→ **EXERCISE PASSAGE**:

-=-=-=-=-

Dive Brief:
- The lion’s share of consumers — 88% — report satisfaction with human-led digital customer service interactions, compared with 60% who report satisfaction with AI-only interactions, according to a survey conducted by Longitude on behalf of Verizon Business.
- While brands are deploying AI across CX operations, customer support came out on top with three-quarters of executives investing in this use case, according to the June survey of 5,000 consumers and 500 executives across seven countries.
- “AI is most effective when human agents can use it as a ‘sixth sense’ or as an ‘angel on the shoulder,’” Daniel Lawson, SVP of global solutions and IoT at Verizon Business, said via email. “AI can provide agents with real-time data that can help them answer customers' queries more quickly and accurately than they could on their own.”
Dive Insight:
The partnership between people and AI is at its best when the technology directly empowers agents to focus on supporting customers, according to Julie Geller, principal research director at Info-Tech Research Group.

-=-=-=-=-

→ **RECORDS SHOWN**:
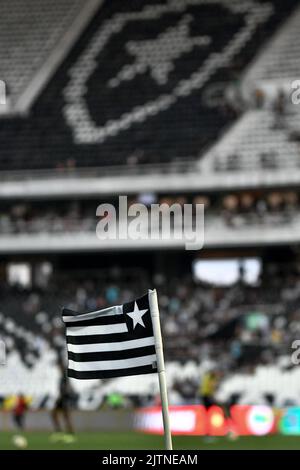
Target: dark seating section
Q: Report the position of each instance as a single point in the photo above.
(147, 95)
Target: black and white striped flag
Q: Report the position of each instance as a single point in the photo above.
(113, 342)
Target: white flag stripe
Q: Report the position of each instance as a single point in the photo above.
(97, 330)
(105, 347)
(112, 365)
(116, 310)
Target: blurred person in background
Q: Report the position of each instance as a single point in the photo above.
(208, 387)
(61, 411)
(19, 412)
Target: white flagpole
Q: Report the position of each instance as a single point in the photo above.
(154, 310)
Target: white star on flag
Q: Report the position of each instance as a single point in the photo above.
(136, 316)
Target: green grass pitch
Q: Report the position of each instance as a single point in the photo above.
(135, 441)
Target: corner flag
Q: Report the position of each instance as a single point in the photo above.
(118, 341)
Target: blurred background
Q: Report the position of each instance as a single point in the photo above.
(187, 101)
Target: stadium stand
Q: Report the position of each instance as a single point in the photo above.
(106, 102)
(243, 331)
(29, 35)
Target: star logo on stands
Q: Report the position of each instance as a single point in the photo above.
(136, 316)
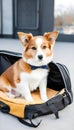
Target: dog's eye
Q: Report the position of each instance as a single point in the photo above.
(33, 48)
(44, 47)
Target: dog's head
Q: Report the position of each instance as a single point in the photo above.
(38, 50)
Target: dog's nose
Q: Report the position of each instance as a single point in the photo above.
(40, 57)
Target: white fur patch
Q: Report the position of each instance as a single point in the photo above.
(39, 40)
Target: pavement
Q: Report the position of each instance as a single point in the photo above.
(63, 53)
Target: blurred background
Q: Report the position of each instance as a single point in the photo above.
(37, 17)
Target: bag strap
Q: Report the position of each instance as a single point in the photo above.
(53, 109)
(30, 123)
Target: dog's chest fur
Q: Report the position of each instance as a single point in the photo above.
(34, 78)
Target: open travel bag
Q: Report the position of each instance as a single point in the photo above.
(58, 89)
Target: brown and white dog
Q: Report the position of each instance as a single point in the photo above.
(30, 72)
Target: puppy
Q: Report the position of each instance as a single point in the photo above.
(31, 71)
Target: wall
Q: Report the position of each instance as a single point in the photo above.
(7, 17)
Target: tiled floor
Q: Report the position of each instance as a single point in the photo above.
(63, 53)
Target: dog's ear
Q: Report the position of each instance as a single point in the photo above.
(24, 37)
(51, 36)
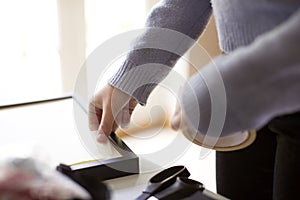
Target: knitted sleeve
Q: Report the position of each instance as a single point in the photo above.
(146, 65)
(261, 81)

-=-=-=-=-

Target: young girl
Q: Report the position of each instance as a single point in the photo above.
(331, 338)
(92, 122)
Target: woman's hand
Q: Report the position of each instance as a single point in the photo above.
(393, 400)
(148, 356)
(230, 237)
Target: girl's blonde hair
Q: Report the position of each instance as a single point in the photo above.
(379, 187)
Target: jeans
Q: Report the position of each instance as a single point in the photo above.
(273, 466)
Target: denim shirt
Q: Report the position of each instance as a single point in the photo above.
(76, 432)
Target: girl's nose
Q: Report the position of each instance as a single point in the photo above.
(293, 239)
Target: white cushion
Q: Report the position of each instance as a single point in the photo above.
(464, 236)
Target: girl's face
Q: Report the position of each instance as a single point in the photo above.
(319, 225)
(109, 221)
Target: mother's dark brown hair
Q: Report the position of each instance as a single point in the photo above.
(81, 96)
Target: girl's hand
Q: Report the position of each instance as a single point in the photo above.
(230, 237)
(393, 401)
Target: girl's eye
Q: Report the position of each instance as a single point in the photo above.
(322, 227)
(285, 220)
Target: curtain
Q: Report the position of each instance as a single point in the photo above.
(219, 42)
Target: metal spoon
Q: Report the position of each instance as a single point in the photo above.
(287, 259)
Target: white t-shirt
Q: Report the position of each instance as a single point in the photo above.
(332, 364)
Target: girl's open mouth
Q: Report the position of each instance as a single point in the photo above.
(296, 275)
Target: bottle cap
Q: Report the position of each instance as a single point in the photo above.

-=-=-=-=-

→ **EXERCISE**: Please rewrite the Verizon Business survey text from "- While brands" up to and including "across seven countries.", putting "customer service" in place of "customer support".

→ **WRITTEN RESPONSE**:
- While brands are deploying AI across CX operations, customer service came out on top with three-quarters of executives investing in this use case, according to the June survey of 5,000 consumers and 500 executives across seven countries.